> SHORT TASK
From the rows below, copy out every line that contains the string "earring". Treat uppercase and lowercase as different when matching.

> EXERCISE INPUT
● ● ● ● ● ● ●

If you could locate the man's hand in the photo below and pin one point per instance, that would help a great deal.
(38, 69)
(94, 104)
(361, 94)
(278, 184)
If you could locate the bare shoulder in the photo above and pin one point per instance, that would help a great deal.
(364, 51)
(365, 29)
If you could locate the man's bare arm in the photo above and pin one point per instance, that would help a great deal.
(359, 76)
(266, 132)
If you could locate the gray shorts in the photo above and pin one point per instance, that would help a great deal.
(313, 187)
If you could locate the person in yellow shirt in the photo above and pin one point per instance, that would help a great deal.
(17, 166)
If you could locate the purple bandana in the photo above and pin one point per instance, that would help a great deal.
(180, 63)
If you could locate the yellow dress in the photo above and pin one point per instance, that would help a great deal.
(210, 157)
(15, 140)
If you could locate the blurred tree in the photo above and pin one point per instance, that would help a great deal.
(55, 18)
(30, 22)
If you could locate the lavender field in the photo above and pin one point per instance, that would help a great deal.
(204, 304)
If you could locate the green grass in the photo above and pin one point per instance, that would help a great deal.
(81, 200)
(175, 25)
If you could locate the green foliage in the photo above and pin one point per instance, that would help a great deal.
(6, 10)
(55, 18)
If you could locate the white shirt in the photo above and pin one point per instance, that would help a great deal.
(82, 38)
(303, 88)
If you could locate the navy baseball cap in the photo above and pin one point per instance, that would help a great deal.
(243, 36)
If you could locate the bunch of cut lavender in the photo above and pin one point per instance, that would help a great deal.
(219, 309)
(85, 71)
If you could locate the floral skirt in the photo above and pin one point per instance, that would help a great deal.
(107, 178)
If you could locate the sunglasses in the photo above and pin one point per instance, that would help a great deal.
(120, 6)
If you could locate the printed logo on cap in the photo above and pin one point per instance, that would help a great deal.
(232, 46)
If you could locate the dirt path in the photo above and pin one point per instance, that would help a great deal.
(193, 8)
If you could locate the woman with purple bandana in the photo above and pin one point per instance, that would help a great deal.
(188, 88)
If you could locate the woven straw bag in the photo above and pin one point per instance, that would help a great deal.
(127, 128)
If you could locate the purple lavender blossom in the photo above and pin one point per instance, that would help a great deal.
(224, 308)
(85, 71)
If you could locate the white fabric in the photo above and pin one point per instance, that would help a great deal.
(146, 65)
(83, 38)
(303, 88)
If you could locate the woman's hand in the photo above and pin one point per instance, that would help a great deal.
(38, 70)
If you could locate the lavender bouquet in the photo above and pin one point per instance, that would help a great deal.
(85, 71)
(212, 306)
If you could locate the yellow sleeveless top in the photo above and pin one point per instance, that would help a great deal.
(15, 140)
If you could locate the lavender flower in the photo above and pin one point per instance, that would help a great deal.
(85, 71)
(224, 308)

● ● ● ● ● ● ●

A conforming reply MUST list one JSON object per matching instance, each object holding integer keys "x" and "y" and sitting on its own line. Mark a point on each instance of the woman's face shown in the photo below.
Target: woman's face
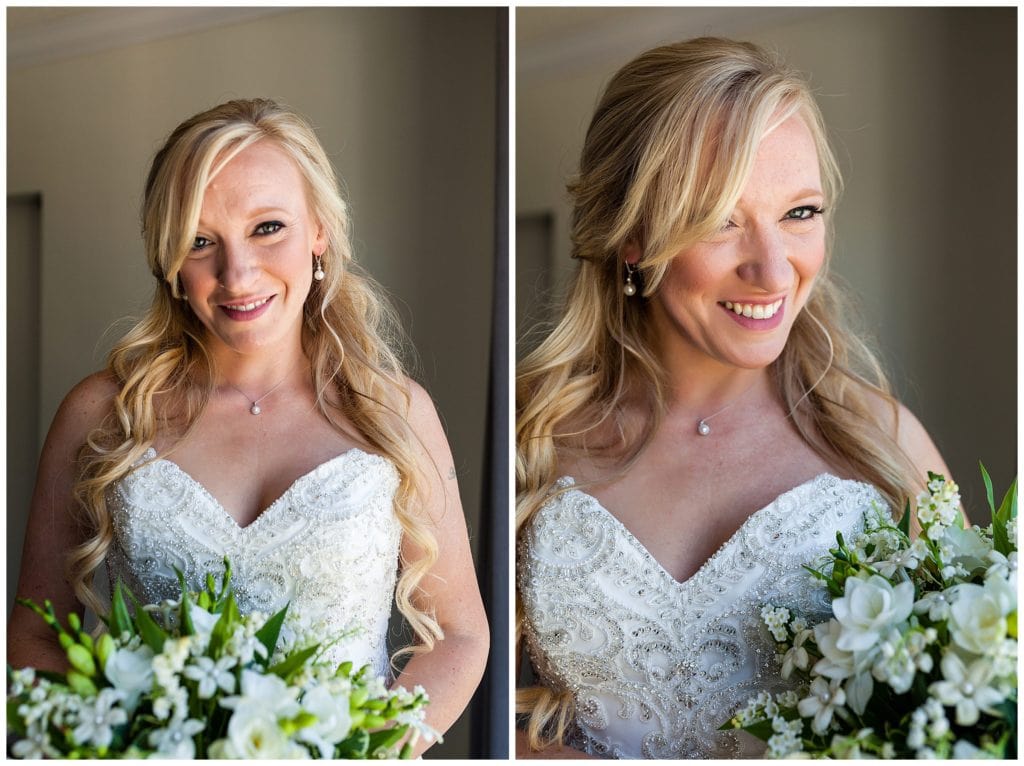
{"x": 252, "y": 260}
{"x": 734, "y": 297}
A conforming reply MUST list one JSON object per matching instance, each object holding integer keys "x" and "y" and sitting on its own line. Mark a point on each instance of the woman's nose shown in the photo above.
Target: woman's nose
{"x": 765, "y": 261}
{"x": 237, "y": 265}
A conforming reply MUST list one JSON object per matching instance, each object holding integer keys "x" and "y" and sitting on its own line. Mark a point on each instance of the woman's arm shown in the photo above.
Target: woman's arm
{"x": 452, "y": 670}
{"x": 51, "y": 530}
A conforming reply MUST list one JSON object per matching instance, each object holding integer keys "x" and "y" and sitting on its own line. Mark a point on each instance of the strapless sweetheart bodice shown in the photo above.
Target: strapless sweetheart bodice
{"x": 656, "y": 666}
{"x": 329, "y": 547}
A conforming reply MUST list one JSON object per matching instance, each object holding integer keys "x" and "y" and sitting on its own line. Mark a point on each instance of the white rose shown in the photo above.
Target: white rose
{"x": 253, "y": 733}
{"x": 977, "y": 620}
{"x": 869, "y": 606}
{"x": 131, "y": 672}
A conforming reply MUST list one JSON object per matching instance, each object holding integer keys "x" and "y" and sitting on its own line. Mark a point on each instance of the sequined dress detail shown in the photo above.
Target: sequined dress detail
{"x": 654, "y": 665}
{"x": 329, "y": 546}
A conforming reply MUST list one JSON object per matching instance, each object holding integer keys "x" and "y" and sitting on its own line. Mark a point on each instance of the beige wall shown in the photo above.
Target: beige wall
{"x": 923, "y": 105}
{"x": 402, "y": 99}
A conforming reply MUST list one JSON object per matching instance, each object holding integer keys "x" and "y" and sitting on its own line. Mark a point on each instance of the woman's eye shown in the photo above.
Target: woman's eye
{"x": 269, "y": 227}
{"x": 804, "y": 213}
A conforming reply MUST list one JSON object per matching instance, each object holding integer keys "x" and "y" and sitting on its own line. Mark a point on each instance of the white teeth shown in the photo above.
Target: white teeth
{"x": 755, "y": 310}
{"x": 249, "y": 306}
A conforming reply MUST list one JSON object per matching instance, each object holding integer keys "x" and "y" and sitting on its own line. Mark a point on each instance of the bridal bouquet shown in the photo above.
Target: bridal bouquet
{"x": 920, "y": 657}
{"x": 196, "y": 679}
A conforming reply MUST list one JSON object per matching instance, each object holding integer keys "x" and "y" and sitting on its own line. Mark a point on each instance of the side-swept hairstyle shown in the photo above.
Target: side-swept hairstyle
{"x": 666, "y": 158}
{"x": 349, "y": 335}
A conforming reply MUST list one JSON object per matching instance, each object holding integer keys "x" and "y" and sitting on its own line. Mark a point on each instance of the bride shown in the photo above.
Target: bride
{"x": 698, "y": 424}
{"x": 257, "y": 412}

● ● ● ● ● ● ●

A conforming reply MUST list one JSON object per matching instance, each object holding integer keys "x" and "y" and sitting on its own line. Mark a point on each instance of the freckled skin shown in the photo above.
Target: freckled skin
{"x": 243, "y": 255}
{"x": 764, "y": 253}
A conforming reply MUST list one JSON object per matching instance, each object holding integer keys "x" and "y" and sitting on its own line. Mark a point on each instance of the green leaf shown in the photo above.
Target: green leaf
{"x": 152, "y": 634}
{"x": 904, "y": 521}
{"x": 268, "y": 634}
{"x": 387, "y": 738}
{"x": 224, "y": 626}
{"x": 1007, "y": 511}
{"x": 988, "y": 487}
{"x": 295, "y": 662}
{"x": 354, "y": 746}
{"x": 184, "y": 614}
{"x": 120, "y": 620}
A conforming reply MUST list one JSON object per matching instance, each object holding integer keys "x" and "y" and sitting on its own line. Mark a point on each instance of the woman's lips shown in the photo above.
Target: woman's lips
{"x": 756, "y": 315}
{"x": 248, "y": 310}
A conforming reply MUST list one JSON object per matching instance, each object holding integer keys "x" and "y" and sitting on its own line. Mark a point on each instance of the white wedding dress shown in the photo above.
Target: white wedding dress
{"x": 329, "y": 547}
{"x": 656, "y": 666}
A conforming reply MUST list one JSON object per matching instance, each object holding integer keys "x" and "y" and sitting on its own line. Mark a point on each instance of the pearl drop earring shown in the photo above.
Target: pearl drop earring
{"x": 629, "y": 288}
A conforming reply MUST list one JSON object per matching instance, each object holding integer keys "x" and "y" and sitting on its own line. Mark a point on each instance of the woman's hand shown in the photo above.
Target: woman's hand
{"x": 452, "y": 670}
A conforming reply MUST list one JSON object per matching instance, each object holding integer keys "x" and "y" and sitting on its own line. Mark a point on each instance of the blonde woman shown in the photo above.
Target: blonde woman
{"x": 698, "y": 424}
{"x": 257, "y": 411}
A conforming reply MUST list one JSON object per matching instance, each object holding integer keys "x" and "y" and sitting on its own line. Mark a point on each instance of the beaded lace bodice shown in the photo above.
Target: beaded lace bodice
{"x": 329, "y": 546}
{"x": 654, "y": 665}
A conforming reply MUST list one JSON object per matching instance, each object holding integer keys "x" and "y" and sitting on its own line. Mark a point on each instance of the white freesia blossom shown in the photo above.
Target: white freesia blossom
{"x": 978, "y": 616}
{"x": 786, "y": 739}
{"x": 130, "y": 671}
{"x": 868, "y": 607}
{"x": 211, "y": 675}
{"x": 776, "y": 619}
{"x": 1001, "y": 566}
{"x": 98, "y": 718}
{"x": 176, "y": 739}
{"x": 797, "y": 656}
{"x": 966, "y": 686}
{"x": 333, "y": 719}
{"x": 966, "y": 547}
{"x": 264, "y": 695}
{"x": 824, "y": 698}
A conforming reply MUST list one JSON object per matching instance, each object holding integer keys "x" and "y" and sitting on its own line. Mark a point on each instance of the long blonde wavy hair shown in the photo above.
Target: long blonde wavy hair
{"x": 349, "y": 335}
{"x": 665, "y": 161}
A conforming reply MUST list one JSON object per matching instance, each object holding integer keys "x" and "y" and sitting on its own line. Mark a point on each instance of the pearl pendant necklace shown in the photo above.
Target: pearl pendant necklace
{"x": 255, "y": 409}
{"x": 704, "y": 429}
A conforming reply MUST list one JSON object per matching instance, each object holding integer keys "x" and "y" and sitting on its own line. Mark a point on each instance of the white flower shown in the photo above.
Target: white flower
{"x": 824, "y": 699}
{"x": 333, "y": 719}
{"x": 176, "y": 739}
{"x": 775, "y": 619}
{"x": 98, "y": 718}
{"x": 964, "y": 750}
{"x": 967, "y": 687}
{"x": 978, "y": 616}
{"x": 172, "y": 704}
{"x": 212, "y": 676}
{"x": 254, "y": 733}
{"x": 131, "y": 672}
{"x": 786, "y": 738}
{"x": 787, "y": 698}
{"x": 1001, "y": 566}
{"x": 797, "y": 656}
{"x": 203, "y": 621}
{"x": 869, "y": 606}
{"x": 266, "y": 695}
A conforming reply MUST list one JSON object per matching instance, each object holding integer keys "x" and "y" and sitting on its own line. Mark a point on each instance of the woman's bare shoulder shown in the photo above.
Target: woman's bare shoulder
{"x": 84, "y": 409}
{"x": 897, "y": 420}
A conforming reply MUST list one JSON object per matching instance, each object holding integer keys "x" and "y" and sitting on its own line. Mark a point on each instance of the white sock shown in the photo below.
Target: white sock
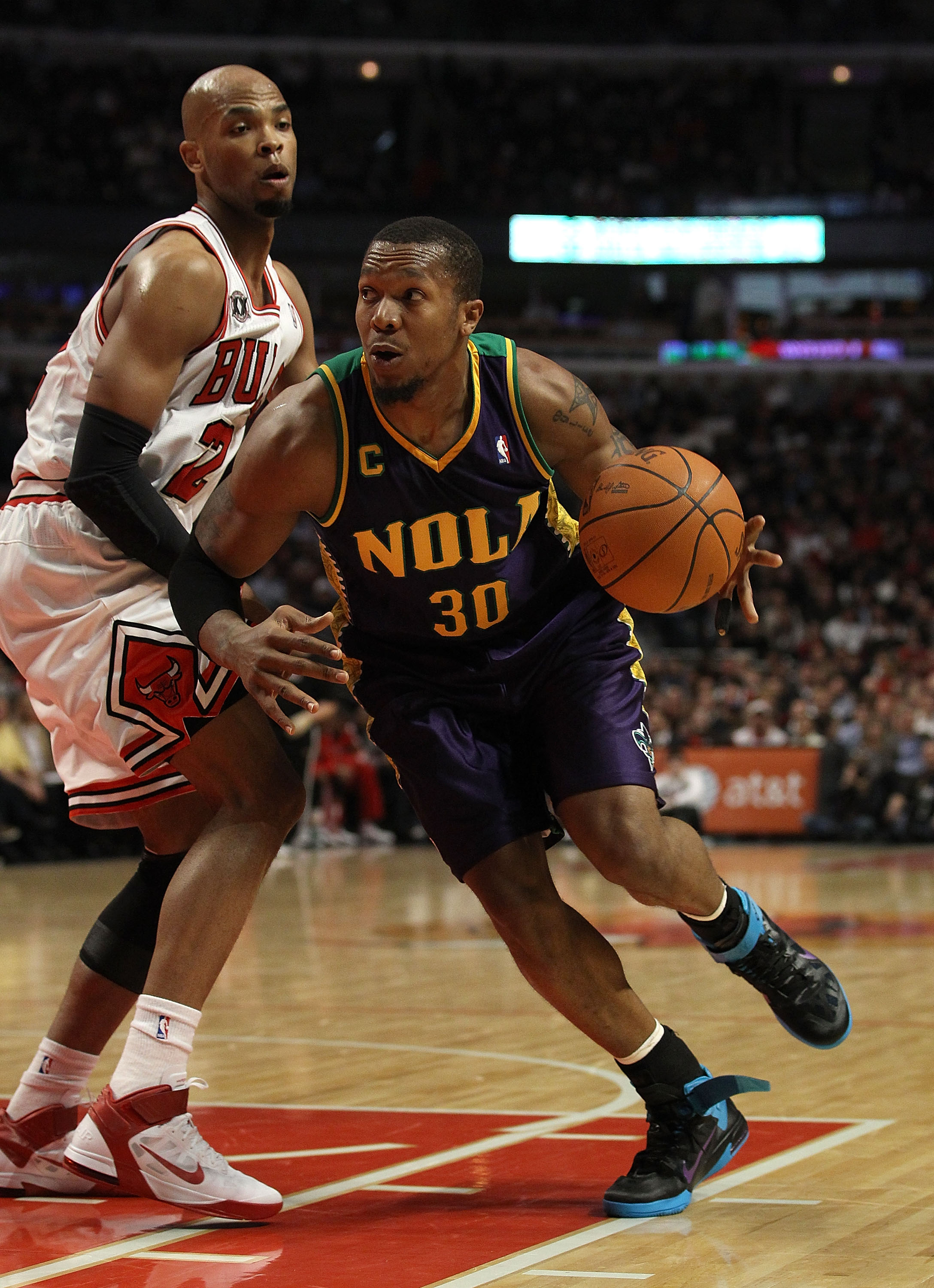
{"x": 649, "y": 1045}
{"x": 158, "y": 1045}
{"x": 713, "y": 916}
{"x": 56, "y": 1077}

● ● ● ● ● ● ●

> REPLY
A conforming reply MUST list one JSON object per matching instance, each object holding integer keys "x" and "y" and sitting on its own line. Mark a point on each instance of the pearl drop earring shown in the photo above.
Target: pearl drop earring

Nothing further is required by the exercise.